Short problem: Copy the records from their start through the line containing "56,16,75,73", keeping each line identical to the original.

— START OF Listed entries —

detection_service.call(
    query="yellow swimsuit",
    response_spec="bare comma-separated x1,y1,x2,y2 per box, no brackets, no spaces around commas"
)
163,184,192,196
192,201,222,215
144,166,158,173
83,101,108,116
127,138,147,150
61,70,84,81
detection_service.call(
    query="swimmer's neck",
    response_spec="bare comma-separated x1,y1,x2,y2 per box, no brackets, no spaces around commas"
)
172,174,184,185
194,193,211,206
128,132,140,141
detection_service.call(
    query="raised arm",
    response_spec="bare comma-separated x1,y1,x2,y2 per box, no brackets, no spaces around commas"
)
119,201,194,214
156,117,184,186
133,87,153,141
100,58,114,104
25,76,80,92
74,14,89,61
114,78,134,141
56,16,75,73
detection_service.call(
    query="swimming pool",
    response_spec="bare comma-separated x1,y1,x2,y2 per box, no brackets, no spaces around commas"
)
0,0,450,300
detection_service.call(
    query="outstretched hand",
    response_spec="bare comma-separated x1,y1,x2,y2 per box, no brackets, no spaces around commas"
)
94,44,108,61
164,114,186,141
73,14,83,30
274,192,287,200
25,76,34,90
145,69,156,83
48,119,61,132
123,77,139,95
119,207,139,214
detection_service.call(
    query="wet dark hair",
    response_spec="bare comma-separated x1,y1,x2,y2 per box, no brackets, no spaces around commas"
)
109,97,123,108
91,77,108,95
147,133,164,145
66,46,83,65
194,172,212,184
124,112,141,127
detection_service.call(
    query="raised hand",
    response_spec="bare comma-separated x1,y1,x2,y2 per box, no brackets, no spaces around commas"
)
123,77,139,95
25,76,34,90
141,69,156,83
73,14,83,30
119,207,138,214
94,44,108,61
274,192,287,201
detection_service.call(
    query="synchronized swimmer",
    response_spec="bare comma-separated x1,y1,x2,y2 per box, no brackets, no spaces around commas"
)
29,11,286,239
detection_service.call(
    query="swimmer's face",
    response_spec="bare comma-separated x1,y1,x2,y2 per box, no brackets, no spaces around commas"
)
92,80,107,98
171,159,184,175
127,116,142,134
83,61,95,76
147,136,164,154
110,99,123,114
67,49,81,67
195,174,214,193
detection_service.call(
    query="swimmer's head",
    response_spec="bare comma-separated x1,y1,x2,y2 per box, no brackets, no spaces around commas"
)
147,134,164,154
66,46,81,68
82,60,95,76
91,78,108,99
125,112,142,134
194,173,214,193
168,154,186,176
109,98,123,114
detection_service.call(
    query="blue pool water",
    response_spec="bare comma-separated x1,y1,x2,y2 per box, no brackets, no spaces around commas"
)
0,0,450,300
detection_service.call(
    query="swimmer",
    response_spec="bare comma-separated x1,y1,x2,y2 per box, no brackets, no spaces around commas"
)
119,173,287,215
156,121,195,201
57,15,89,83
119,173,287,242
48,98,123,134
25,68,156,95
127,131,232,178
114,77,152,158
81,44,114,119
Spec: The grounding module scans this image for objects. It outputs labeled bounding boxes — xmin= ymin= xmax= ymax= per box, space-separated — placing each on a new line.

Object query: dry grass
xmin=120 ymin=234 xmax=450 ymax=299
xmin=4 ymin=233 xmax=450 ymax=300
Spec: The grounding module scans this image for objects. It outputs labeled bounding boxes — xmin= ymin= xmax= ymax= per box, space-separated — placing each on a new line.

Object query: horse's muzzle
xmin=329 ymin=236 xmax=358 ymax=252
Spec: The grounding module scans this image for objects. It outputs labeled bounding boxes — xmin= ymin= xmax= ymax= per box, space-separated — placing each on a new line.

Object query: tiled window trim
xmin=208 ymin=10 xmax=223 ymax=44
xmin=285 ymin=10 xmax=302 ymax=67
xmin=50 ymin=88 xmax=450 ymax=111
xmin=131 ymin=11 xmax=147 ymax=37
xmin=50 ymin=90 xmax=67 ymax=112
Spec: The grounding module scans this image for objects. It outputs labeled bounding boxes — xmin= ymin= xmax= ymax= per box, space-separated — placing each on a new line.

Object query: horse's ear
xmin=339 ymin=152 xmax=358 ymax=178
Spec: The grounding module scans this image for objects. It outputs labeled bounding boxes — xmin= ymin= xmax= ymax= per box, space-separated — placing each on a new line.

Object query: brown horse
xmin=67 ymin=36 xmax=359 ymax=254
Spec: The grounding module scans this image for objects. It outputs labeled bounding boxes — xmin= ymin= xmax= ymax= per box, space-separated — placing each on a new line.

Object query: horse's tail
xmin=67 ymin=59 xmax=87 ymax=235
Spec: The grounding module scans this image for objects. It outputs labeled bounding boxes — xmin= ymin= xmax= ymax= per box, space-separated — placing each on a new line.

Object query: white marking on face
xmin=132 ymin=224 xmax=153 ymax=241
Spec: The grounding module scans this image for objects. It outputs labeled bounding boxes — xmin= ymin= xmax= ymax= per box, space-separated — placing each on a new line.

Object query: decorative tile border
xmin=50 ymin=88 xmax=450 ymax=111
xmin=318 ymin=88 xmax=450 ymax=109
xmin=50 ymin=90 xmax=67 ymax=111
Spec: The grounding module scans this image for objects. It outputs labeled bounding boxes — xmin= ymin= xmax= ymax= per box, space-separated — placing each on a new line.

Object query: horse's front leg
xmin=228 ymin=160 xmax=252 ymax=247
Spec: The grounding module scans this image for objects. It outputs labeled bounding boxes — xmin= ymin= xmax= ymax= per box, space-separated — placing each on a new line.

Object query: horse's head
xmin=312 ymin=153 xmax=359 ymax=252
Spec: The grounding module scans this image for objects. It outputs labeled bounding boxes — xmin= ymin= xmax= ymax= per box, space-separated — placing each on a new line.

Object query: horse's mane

— END OF Listed entries —

The reply:
detection_service.call(
    query="yellow swimsuit",
    response_spec="bare comma-separated x1,y1,x2,y2 per box, no brackets, no spaces around commas"
)
163,184,192,196
192,201,222,215
144,166,158,173
83,101,108,116
127,138,147,150
61,70,84,81
detection_service.call(
    query="swimmer's neck",
    response_spec="bare comma-separated x1,y1,x2,y2 per box, no brackets, no spaces around commas"
)
172,174,184,185
194,193,211,206
128,132,140,141
detection_service.call(
    query="raised arm",
    response_spec="bare comma-separated x1,y1,x2,y2 per box, no brackets, no spaces around commas"
)
119,201,194,214
156,117,184,186
133,87,153,141
100,58,114,104
25,76,80,92
74,14,89,61
114,78,134,141
56,16,75,73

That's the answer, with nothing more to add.